■ **ASSIGNED TASK**: Give back only the line containing "Please identify the thin" and every line after it through the end of the data below, transcribed exactly.

■ **PROVIDED DATA**:
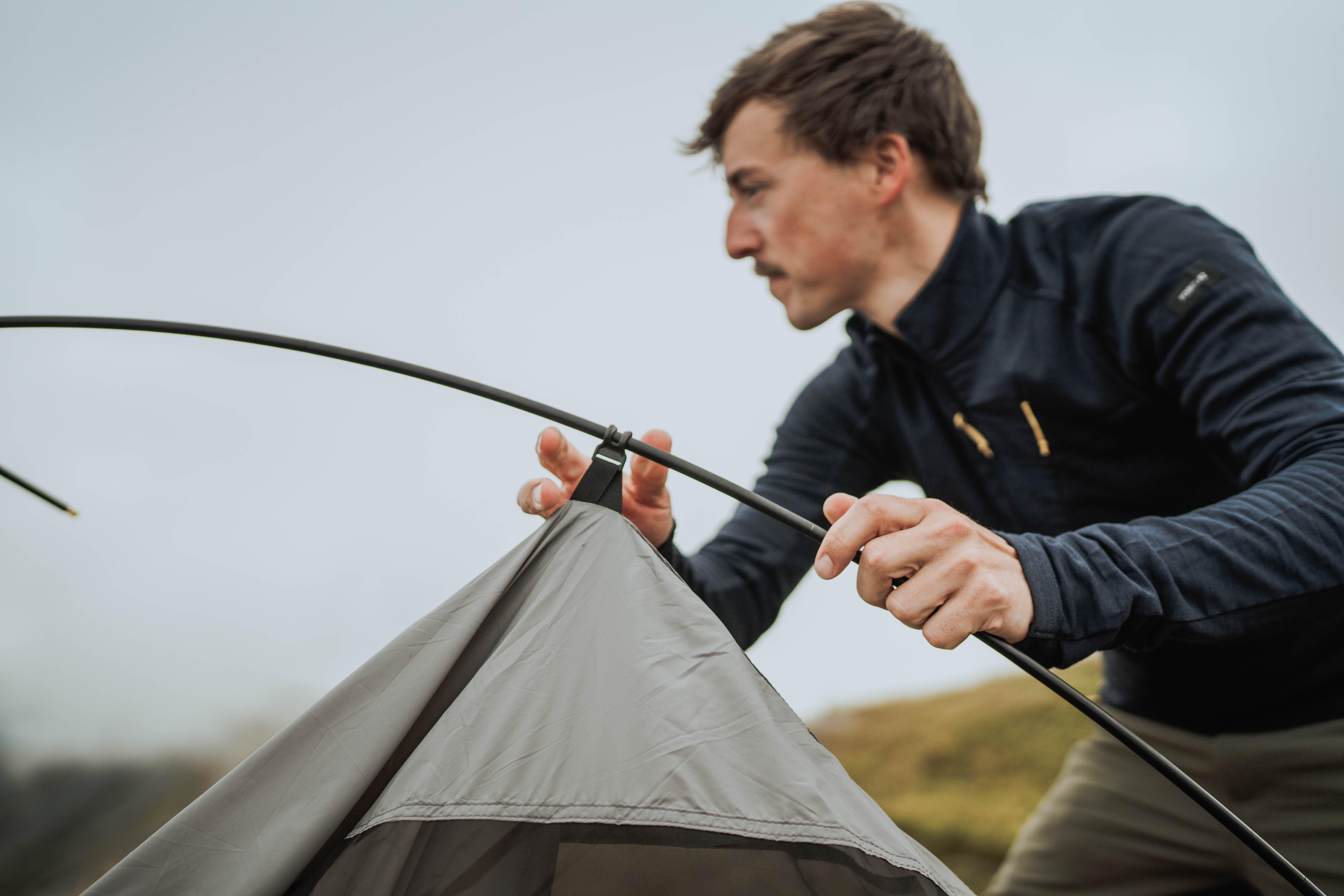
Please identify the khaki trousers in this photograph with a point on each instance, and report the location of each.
(1112, 827)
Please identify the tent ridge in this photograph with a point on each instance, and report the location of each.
(696, 819)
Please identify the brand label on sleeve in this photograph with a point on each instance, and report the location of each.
(1193, 287)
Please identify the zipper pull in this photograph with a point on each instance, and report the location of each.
(1042, 445)
(959, 420)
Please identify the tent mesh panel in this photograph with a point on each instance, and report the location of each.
(523, 859)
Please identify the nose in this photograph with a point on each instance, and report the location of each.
(743, 238)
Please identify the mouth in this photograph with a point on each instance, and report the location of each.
(768, 271)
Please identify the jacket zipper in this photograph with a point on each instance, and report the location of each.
(1042, 445)
(959, 420)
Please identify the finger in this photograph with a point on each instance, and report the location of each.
(865, 520)
(884, 559)
(928, 593)
(560, 457)
(541, 498)
(648, 480)
(837, 506)
(898, 555)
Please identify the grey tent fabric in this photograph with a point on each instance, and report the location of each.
(614, 702)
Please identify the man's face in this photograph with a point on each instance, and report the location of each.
(810, 225)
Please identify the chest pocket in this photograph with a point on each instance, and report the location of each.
(1015, 445)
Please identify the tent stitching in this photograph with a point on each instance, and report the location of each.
(866, 846)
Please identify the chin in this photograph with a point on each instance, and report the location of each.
(807, 319)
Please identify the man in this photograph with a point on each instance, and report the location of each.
(1131, 439)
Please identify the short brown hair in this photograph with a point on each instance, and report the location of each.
(851, 74)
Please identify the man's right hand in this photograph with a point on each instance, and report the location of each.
(644, 498)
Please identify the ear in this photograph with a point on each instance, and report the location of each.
(893, 163)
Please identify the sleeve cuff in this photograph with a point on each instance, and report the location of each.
(1048, 609)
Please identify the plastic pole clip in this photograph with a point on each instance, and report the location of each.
(601, 484)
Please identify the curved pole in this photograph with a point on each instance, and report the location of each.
(29, 487)
(1041, 674)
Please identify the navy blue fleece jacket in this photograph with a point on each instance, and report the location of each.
(1120, 389)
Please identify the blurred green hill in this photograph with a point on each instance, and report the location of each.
(960, 772)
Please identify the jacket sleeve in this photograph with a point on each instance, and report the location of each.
(826, 445)
(1264, 390)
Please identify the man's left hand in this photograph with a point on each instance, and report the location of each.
(963, 578)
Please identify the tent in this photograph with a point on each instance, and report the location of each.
(603, 735)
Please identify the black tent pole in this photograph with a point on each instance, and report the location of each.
(24, 484)
(1041, 674)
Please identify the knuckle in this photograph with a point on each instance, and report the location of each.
(955, 527)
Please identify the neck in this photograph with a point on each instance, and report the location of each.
(920, 232)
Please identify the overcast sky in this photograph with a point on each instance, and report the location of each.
(491, 190)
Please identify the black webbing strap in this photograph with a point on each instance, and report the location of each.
(601, 484)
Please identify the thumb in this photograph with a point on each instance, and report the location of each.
(838, 506)
(648, 480)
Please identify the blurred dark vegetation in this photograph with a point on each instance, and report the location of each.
(959, 772)
(64, 825)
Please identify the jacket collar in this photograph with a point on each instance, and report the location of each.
(948, 311)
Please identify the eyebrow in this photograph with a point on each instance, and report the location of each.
(739, 177)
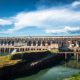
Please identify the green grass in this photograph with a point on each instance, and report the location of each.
(6, 61)
(74, 77)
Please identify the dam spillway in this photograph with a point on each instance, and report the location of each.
(21, 44)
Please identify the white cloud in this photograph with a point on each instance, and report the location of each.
(66, 29)
(75, 4)
(44, 18)
(5, 22)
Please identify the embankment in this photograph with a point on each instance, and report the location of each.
(30, 63)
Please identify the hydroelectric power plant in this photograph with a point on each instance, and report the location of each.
(21, 44)
(37, 53)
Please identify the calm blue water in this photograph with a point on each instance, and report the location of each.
(54, 73)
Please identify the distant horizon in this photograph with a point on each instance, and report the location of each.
(39, 18)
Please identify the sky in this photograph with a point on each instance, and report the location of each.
(39, 18)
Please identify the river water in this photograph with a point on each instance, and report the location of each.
(54, 73)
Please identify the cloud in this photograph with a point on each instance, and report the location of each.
(75, 4)
(66, 29)
(5, 22)
(44, 18)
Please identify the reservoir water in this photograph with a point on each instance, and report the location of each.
(54, 73)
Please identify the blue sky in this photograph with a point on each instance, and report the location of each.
(39, 18)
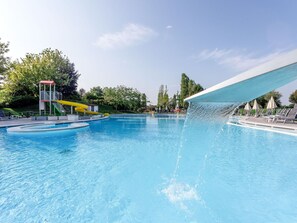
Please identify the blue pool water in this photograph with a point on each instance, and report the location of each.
(145, 169)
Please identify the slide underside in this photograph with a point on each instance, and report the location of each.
(78, 107)
(252, 83)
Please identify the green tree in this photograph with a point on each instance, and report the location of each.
(188, 87)
(143, 101)
(160, 96)
(293, 97)
(82, 92)
(263, 100)
(95, 95)
(165, 101)
(4, 60)
(122, 98)
(24, 75)
(184, 87)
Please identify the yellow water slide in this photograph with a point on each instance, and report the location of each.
(78, 107)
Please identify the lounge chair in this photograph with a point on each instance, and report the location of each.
(290, 115)
(3, 116)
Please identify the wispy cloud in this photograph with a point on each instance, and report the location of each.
(238, 60)
(131, 34)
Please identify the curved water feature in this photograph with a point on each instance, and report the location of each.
(46, 128)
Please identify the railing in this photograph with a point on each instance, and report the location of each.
(45, 96)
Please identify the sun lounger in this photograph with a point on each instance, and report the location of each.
(290, 115)
(3, 116)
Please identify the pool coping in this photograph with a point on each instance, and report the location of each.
(30, 122)
(269, 127)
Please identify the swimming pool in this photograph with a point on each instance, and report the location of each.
(145, 169)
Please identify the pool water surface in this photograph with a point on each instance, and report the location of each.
(146, 169)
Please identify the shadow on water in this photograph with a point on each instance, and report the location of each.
(200, 135)
(231, 174)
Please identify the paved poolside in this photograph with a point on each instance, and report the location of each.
(28, 121)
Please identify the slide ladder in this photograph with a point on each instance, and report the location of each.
(78, 107)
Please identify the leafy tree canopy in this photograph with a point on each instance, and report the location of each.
(293, 97)
(188, 87)
(24, 75)
(263, 100)
(4, 60)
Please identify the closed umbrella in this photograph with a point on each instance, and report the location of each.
(271, 104)
(247, 107)
(256, 106)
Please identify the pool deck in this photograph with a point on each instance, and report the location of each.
(265, 124)
(28, 121)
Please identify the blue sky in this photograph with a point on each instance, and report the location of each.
(144, 44)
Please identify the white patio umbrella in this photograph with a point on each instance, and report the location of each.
(256, 106)
(247, 107)
(271, 104)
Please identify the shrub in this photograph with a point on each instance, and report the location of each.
(21, 101)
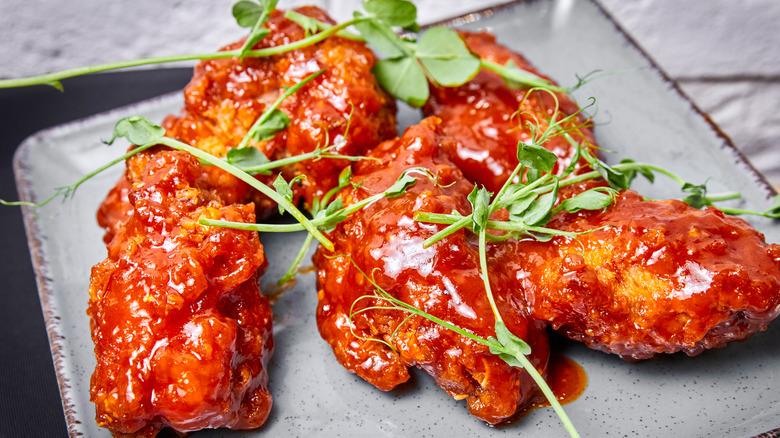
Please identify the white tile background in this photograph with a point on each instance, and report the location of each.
(725, 54)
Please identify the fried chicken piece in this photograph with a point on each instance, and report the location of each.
(344, 107)
(385, 242)
(488, 118)
(656, 277)
(182, 334)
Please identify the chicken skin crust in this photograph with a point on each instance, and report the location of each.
(182, 334)
(344, 106)
(655, 277)
(488, 118)
(385, 242)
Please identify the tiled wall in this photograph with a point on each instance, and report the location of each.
(724, 53)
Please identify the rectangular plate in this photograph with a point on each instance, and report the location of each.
(641, 114)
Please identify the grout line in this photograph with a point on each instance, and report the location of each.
(730, 78)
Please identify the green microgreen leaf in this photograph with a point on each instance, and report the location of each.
(275, 122)
(518, 78)
(137, 130)
(698, 195)
(380, 37)
(404, 79)
(509, 347)
(400, 185)
(540, 211)
(285, 189)
(536, 157)
(247, 13)
(310, 25)
(446, 57)
(594, 199)
(640, 170)
(774, 208)
(344, 177)
(519, 206)
(480, 207)
(248, 160)
(252, 39)
(400, 13)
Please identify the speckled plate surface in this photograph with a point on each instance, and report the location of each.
(732, 392)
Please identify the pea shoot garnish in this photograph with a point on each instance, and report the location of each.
(438, 56)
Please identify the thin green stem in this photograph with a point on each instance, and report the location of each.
(485, 279)
(264, 189)
(54, 78)
(567, 424)
(523, 77)
(456, 225)
(269, 111)
(293, 269)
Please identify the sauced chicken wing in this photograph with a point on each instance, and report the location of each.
(385, 242)
(344, 106)
(182, 334)
(488, 118)
(656, 277)
(661, 277)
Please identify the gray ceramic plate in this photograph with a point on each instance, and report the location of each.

■ **WRITTEN SOLUTION**:
Please identify the thin green stem in this photograph with a point on each instance, and report the location of each.
(485, 279)
(264, 189)
(54, 78)
(567, 424)
(523, 77)
(456, 225)
(269, 111)
(293, 269)
Please identify the sauced chicken wing in this photograph with a point on each instance, and report the location of each.
(385, 242)
(344, 106)
(182, 334)
(488, 118)
(656, 277)
(661, 277)
Please identify the gray ceramic plate in this photograph with a point on each instance, and report the location of each.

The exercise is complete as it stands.